■ **Supplied records**

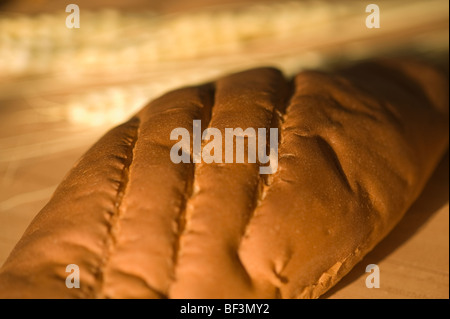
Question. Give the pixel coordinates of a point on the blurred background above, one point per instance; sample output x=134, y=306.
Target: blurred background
x=62, y=88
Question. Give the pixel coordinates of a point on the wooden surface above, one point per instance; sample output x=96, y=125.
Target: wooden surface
x=39, y=143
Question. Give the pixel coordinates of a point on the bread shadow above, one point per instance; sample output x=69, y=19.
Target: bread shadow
x=434, y=196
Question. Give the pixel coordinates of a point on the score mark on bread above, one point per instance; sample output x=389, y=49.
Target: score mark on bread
x=356, y=148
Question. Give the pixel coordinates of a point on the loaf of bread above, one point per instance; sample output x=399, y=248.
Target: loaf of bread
x=356, y=147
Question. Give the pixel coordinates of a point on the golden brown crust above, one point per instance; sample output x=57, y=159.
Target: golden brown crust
x=356, y=148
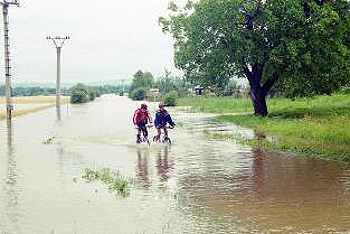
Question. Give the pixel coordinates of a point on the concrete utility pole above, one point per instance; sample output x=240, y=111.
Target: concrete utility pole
x=58, y=41
x=123, y=86
x=5, y=5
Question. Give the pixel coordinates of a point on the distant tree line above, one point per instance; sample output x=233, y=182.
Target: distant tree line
x=35, y=91
x=166, y=88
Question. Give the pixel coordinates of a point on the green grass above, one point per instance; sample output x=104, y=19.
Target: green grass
x=318, y=126
x=217, y=105
x=112, y=179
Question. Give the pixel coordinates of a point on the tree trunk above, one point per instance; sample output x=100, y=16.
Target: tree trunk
x=258, y=97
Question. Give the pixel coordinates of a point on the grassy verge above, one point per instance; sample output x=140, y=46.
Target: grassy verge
x=44, y=102
x=113, y=180
x=35, y=100
x=217, y=105
x=17, y=113
x=316, y=126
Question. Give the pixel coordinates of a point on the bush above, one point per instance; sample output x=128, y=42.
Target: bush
x=138, y=94
x=169, y=99
x=80, y=94
x=345, y=89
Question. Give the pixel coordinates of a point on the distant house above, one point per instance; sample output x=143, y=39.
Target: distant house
x=198, y=89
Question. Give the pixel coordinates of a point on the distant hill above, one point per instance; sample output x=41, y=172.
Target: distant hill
x=68, y=85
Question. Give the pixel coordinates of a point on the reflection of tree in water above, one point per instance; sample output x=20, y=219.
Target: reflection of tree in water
x=142, y=172
x=259, y=169
x=10, y=190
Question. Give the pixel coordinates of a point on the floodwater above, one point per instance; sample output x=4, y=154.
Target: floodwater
x=199, y=185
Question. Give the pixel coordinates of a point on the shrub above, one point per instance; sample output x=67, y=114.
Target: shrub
x=80, y=94
x=138, y=94
x=345, y=89
x=169, y=99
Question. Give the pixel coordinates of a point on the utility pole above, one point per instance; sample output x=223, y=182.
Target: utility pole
x=5, y=5
x=58, y=42
x=123, y=86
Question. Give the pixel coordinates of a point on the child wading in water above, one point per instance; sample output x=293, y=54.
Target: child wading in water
x=162, y=119
x=142, y=117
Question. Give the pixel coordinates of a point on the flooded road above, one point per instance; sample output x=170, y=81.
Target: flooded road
x=199, y=185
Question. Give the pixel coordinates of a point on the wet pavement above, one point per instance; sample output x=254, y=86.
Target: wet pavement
x=198, y=185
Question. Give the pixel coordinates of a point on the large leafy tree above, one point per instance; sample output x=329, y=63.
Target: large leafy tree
x=142, y=80
x=297, y=42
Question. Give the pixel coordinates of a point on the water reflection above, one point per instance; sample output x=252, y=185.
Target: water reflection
x=142, y=170
x=259, y=170
x=163, y=164
x=11, y=190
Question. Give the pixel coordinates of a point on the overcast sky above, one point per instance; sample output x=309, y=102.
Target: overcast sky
x=110, y=39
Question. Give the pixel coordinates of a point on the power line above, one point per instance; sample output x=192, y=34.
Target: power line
x=58, y=42
x=5, y=5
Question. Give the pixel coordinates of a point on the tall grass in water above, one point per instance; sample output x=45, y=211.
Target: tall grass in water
x=36, y=99
x=112, y=179
x=217, y=104
x=317, y=126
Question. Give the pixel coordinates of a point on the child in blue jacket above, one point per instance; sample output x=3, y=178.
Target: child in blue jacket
x=162, y=119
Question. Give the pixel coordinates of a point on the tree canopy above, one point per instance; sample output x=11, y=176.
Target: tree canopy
x=302, y=44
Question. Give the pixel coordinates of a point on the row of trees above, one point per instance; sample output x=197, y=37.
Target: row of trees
x=299, y=47
x=167, y=88
x=35, y=91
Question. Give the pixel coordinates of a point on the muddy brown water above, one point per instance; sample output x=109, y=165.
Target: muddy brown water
x=199, y=185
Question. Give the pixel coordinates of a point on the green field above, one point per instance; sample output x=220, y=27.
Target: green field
x=317, y=126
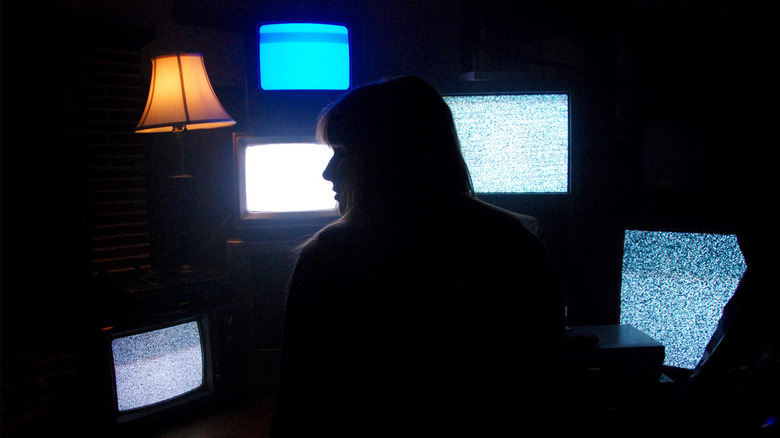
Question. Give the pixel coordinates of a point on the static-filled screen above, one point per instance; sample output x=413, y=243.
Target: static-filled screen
x=158, y=365
x=514, y=143
x=675, y=286
x=304, y=56
x=287, y=178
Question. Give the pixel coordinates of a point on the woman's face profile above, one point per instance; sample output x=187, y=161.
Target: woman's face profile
x=335, y=172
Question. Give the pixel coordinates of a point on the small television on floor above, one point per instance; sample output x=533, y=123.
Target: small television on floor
x=675, y=285
x=159, y=366
x=280, y=180
x=514, y=143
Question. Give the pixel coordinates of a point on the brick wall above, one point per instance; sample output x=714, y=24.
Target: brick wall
x=74, y=198
x=101, y=93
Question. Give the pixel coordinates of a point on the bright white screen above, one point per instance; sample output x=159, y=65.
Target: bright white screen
x=158, y=365
x=287, y=177
x=514, y=143
x=675, y=286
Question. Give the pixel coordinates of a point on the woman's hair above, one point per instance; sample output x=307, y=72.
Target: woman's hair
x=400, y=138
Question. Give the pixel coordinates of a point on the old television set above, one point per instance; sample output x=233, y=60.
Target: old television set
x=514, y=143
x=675, y=284
x=280, y=180
x=304, y=56
x=158, y=366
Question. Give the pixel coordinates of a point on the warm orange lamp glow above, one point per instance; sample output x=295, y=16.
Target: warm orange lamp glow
x=181, y=97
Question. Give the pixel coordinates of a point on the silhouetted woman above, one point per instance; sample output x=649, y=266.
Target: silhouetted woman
x=422, y=311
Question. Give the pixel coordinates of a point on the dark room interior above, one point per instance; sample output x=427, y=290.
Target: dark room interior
x=673, y=118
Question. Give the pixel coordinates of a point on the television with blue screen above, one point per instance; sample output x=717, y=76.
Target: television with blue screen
x=280, y=179
x=675, y=285
x=304, y=56
x=160, y=366
x=514, y=143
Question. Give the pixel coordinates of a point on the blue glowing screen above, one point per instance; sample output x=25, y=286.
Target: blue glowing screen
x=304, y=56
x=674, y=288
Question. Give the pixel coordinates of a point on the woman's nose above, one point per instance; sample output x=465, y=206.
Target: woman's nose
x=330, y=170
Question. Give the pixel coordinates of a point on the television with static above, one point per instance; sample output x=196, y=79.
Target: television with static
x=514, y=143
x=156, y=367
x=675, y=285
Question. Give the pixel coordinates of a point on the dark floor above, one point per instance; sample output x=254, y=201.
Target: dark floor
x=250, y=417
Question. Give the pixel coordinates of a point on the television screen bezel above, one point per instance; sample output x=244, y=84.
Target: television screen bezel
x=256, y=57
x=247, y=218
x=498, y=196
x=677, y=221
x=203, y=392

■ **Goal**
Format every line from the start of the rows through the line holding "x=356, y=147", inclusive, as a Markdown table with the columns Number and Entry, numbering each line and skipping blank lines. Omit the pictures.

■ **Final result**
| Number | Entry |
|---|---|
| 1 | Question. Give the pixel coordinates of a point on the blurred background above, one point per instance; sample output x=134, y=306. |
| 2 | Target: blurred background |
| 3 | x=62, y=88 |
| 4 | Question. Give the pixel coordinates of a point on the wooden surface above, one point per instance; sample output x=96, y=125. |
| 5 | Target: wooden surface |
| 6 | x=39, y=143 |
| 7 | Question. Give the pixel coordinates of a point on the bread shadow above, one point per instance; sample output x=69, y=19. |
| 8 | Target: bread shadow |
| 9 | x=434, y=196 |
| 10 | Question. Give the pixel coordinates of a point on the score mark on bread above, one point per instance; sample output x=389, y=49. |
| 11 | Target: score mark on bread |
| 12 | x=356, y=148 |
| 13 | Question. Give the pixel coordinates of a point on the loaf of bread above, one point per instance; sample output x=399, y=248. |
| 14 | Target: loaf of bread |
| 15 | x=356, y=147 |